## Data listing
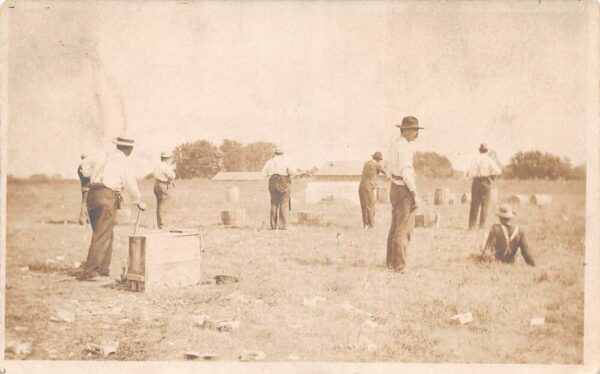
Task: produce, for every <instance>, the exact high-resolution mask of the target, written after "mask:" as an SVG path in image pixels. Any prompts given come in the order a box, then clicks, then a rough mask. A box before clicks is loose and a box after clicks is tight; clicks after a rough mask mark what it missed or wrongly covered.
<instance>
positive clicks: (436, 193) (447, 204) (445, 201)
mask: <svg viewBox="0 0 600 374" xmlns="http://www.w3.org/2000/svg"><path fill="white" fill-rule="evenodd" d="M449 200H450V189H449V188H436V189H435V205H448V201H449Z"/></svg>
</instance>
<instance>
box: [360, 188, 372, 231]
mask: <svg viewBox="0 0 600 374" xmlns="http://www.w3.org/2000/svg"><path fill="white" fill-rule="evenodd" d="M358 197H359V198H360V209H361V210H362V217H363V226H364V227H373V225H374V224H375V186H374V185H373V183H361V184H360V185H359V186H358Z"/></svg>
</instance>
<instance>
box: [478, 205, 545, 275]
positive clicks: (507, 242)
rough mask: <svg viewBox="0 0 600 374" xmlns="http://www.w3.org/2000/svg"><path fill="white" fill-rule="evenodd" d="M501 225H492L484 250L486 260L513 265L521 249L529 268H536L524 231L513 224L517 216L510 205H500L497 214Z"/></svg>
mask: <svg viewBox="0 0 600 374" xmlns="http://www.w3.org/2000/svg"><path fill="white" fill-rule="evenodd" d="M496 215H497V216H498V218H499V219H500V223H497V224H495V225H492V228H491V229H490V234H489V236H488V239H487V241H486V243H485V247H484V248H483V255H484V258H485V259H486V260H488V259H494V258H495V259H496V260H498V261H500V262H504V263H508V264H510V263H513V262H514V261H515V256H516V254H517V252H518V251H519V249H520V250H521V255H522V256H523V260H525V263H526V264H527V265H529V266H535V261H534V260H533V257H532V256H531V250H530V249H529V245H528V244H527V240H526V239H525V233H524V232H523V230H519V227H518V226H516V225H513V224H512V222H511V221H512V219H513V218H514V217H515V216H516V214H515V213H514V212H513V210H512V207H511V206H510V204H502V205H500V207H499V209H498V212H497V213H496Z"/></svg>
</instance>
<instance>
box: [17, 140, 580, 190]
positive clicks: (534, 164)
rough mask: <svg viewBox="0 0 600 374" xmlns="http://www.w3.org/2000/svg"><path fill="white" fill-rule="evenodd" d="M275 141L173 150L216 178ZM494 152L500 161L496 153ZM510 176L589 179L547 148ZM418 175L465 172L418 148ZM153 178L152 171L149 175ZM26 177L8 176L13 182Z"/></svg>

## Problem description
Could you set down every record above word for word, leaving out the pictures?

## Task output
Task: produce, for every <instance>, the exact high-resolution mask of the target, written after "mask:" as an SVG path in image pixels. Any prompts given come in the order a box, then clicks, then a rough mask. A box before clicks is loose and a box after clicks is tight; clicks after a rough mask mark what it missed or wrongly covered.
<instance>
positive clicks: (436, 193) (447, 204) (445, 201)
mask: <svg viewBox="0 0 600 374" xmlns="http://www.w3.org/2000/svg"><path fill="white" fill-rule="evenodd" d="M449 200H450V189H449V188H436V189H435V205H448V201H449Z"/></svg>
</instance>
<instance>
box: [360, 188, 372, 231]
mask: <svg viewBox="0 0 600 374" xmlns="http://www.w3.org/2000/svg"><path fill="white" fill-rule="evenodd" d="M358 197H359V198H360V209H361V210H362V217H363V226H364V227H373V225H374V224H375V186H374V185H373V183H361V184H360V185H359V186H358Z"/></svg>
</instance>
<instance>
box: [478, 205, 545, 275]
positive clicks: (507, 242)
rough mask: <svg viewBox="0 0 600 374" xmlns="http://www.w3.org/2000/svg"><path fill="white" fill-rule="evenodd" d="M501 225H492L484 250L486 260L513 265L521 249L529 268H536L524 231L513 224L517 216L510 205H500L497 214Z"/></svg>
mask: <svg viewBox="0 0 600 374" xmlns="http://www.w3.org/2000/svg"><path fill="white" fill-rule="evenodd" d="M496 215H497V216H498V218H499V219H500V223H497V224H495V225H492V228H491V229H490V234H489V236H488V239H487V241H486V243H485V247H484V248H483V255H484V258H485V259H486V260H488V259H494V258H495V259H496V260H498V261H500V262H504V263H508V264H510V263H513V262H514V261H515V256H516V254H517V252H518V251H519V249H520V250H521V255H522V256H523V260H525V263H526V264H527V265H529V266H535V261H534V260H533V257H532V256H531V250H530V249H529V245H528V244H527V240H526V239H525V233H524V232H523V230H519V227H518V226H516V225H513V224H512V222H511V221H512V219H513V218H514V217H515V216H516V214H515V213H514V212H513V210H512V207H511V206H510V204H502V205H500V207H499V209H498V212H497V213H496Z"/></svg>
</instance>
<instance>
box: [17, 140, 580, 190]
positive clicks: (534, 164)
rough mask: <svg viewBox="0 0 600 374" xmlns="http://www.w3.org/2000/svg"><path fill="white" fill-rule="evenodd" d="M275 141L173 150L216 178ZM494 152L500 161L496 153ZM510 176L589 179L547 148ZM418 175L465 172L418 148ZM153 178L152 171L149 175ZM26 177L8 176L13 182Z"/></svg>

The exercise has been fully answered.